┌─ Selected passage
"CINDYTALK", Jamming!
No. 23, 1984
Jonh Wilde
Cindytalk have quietly and unobtrusively made one of the most darkly compelling records of 1984. 'Camouflage Heart' crept out in late September on Midnight Music -- a vivid pandemonium of one million shades and shapes -- performed by Gordon Sharp (voice and instruments), David Clancy (instruments) and John Byrne (instruments).
Gordon, their focal point and founder, might be already familiar for his involvement with This Mortal Coil or his rare guest appearances with the Cocteaux. It is his cogent, unique vocal style that dominates the LP, its high pitched starkness which serrates the Cindytalk structure. It is his exquisite sense of disorder that makes 'Camouflage Heart' shudder so lustfully, that makes it such a resounding success.
The whole aim was to "make a record that occupied its own space and which wasn't akin to anything around it -- but which bore faint relation to other things; it has its own strange influences". Gordon knew that he was making a record that couldn't compete because it was so different. He talks of the record with something approaching abstraction: "it's so close to me...there's so much of me in it."
This record, he sees as a logical extension of his previous work with Edinburgh band The Freeze, who recorded a brace of singles before disintegrating sometime in 1982. Cindytalk have fallen together in the meantime, recording this album over the last six months. Surprising...because it sounds as though it would have had to be made in a single day, with its improvised, spontaneous way. Entirely divorced from the sophistication of '84, their senusous melt hardly makes for the easiest of listening. Instead, it crashes through the grotesque, the horror and the tender in one abandoned heave. 'Camouflage Heart' is claustrophobic, unsettling and deformed. During this year, only Scraping Foetus Off The Wheels have bettered it as a scrawl of threatening force. Gordon is aware of its infernal nature.
"We didn't intend it to be necessarily difficult, although we accepted from the very start that it might well be that way. We did take a conscious turn from a palatable sound, though. Some of the early Cindytalk songs, when we first came down to London, were actually quite lush and dreamy...almost floaty. That wasn't really satisfying me. I demanded something much more forceful.
"We place ideas as more important than actual songs and taking those ideas into a studio is difficult. It was mentally exhausting to make."
...And to listen to. 'Camouflage Heart' is a traumatic coalescence of emotion -- savage and yet delicately picturesque.
"Desire...a singular vision...an attempt at something beautiful/something of a blissful mess, caressing...and what of fear...stealing all the good lines, seeing more than the rest and always, always playing the part to perfection." (from sleeve-notes)
└─
┌─ Data supplied
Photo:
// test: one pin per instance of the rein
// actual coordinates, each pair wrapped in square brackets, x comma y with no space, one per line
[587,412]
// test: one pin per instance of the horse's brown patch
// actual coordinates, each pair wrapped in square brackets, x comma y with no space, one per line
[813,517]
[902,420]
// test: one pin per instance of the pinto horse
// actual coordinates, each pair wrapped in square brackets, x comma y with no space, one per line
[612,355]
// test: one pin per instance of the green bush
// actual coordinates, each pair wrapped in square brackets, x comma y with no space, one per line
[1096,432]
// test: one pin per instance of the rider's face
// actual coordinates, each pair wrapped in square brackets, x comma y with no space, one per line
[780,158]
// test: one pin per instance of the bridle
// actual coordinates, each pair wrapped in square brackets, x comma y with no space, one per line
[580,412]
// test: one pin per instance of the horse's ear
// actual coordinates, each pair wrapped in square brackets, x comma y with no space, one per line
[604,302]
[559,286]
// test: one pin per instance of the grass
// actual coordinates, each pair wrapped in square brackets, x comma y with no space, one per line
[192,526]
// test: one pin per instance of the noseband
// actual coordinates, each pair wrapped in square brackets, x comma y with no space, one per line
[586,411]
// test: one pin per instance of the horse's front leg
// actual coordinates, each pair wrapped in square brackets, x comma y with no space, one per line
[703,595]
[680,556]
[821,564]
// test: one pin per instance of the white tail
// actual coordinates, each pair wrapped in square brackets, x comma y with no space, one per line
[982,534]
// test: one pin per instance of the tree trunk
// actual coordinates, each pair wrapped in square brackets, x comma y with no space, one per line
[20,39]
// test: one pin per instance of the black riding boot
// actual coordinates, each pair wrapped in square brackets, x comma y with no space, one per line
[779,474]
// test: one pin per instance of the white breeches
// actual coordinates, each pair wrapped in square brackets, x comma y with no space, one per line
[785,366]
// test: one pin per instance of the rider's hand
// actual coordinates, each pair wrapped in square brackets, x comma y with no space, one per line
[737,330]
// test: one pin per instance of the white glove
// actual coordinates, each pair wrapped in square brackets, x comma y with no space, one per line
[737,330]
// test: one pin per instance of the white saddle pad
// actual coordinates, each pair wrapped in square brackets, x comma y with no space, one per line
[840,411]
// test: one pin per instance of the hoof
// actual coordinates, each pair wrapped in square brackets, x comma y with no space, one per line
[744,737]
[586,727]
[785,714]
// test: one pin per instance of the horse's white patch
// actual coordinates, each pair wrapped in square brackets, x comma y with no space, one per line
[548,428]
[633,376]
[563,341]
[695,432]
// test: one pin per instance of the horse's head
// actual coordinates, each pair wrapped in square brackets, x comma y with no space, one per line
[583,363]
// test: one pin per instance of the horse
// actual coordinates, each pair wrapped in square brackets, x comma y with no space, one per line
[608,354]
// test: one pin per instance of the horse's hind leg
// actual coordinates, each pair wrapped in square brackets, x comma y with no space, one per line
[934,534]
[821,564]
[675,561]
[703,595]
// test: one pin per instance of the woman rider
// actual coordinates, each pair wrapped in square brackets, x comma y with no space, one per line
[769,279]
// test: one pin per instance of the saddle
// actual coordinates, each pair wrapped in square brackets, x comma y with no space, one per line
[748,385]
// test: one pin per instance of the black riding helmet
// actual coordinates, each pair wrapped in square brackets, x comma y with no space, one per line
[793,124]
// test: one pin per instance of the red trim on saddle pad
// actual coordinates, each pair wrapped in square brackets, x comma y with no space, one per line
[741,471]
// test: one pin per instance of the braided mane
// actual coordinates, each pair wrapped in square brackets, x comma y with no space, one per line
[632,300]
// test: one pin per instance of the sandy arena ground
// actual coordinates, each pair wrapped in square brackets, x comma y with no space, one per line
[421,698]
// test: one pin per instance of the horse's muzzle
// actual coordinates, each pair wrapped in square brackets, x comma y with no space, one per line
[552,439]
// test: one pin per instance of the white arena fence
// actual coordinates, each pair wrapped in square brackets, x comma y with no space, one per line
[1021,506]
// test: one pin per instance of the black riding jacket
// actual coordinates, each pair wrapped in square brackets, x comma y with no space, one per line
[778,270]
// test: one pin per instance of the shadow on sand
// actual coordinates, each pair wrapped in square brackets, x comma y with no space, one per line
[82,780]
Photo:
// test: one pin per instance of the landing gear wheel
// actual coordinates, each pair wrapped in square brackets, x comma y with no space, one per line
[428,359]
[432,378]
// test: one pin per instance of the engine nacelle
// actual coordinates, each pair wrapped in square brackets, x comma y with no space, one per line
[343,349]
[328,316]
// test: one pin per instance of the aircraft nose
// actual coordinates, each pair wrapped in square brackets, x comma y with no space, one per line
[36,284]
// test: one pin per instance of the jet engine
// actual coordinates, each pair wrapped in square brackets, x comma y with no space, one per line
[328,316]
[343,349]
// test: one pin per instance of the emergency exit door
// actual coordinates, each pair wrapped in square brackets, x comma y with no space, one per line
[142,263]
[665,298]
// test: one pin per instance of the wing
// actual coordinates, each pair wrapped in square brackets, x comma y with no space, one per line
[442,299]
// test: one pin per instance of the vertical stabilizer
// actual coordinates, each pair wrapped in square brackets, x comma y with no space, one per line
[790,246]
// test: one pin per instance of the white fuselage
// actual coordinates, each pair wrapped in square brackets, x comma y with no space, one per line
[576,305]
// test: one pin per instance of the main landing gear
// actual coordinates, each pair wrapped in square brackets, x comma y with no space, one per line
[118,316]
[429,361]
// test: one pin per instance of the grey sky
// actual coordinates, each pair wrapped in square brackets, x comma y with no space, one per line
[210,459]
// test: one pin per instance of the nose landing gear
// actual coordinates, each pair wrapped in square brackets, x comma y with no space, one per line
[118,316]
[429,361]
└─
- _Work instructions_
**1.** Answer these from the Cindytalk article:
(a) On which label did 'Camouflage Heart' come out?
(b) What was the name of the Edinburgh band Gordon Sharp was in before Cindytalk?
(c) Over what period was the album recorded?
**2.** Render this sentence from the Cindytalk article in Spanish: "Gordon knew that he was making a record that couldn't compete because it was so different."
**3.** Pick up the article on Cindytalk right after its final line and keep writing it.
The records were drawn from a separate source.

- _The answers_
**1.**
(a) Midnight Music
(b) The Freeze
(c) The last six months

**2.** Gordon sabía que estaba haciendo un disco que no podía competir porque era muy diferente.

**3.**
Out on the dark edges, what drives Cindytalk to such frightening extremes?
"It baffles me as much as anyone else", Gordon sighs softly. "I wouldn't want to make a record that I was completely happy with, which was totally clear. I get more from it every time I listen to it. The record falls over itself, it gets too caught up in itself, it's far too self-conscious, it's over-dramatic, it's sometimes too big for its own good, a little bit too intense for its own good. But that is reflective of us -- that's how it had to be. It's all from the sub conscious, just falling out in fragments. So therefore, it is coming from the truth. It comes from real experience, thoughts, imaginations, fears, dreams and desires.
"The way I visualise it is...walking through darkness, being aware of where you're going, but having no plan. Therefore, there is always an element of surprise or chance to thrive on. We actually welcome the accustations of pretentiousness which we know will come -- there's always going to be an element of play-acting in any art form. Cindytalk equates with playfulness. In our records, there is a sense, but we blur it somewhat. We stretch our senses to see what happens."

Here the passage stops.